▶ **The task**
Which lines below hold the word "player"? Copy all of them.
■ ■ ■ ■ ■ ■ ■
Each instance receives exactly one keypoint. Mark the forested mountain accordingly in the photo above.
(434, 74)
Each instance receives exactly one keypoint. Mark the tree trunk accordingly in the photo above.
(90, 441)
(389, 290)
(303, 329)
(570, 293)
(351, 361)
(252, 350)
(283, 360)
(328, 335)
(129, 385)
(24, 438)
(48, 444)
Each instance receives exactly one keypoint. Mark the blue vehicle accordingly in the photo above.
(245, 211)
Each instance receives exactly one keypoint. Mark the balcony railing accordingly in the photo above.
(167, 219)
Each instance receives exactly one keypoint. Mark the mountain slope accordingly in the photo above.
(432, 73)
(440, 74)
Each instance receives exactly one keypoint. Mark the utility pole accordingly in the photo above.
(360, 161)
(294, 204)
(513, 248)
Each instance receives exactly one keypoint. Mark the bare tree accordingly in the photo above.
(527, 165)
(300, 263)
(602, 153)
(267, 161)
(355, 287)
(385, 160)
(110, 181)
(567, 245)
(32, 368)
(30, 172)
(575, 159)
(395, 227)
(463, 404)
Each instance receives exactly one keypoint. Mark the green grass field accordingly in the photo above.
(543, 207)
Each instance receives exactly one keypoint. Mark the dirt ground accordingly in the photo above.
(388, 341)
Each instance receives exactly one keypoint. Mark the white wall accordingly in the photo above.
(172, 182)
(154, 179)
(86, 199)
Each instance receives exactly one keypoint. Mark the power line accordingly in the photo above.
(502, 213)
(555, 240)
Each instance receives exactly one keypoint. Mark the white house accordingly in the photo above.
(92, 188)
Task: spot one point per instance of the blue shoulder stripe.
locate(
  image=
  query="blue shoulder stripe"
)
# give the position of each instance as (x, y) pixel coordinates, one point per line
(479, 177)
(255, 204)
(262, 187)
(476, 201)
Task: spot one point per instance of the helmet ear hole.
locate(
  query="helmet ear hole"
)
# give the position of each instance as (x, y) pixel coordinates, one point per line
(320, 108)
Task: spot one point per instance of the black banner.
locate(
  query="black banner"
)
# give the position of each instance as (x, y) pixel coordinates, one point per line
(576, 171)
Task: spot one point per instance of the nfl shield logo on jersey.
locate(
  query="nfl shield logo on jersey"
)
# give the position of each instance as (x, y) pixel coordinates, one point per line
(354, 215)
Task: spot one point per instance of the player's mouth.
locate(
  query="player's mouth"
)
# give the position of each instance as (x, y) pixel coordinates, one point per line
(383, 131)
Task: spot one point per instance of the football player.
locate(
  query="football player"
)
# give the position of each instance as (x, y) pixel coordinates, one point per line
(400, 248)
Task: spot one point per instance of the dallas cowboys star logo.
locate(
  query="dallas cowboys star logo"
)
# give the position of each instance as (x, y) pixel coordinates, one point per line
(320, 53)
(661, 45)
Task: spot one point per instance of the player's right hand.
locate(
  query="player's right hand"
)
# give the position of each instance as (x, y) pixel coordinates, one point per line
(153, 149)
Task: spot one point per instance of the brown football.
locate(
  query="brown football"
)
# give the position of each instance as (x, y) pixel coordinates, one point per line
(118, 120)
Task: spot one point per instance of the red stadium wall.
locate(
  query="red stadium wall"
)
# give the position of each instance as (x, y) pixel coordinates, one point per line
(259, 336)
■ ■ ■ ■ ■ ■ ■
▶ **Expected answer**
Task: spot one point per instance of the player's mouth.
  query="player's mouth"
Task: spot one point per instance of the football player.
  query="football player"
Task: spot one point per instance of the player's right hand.
  query="player's right hand"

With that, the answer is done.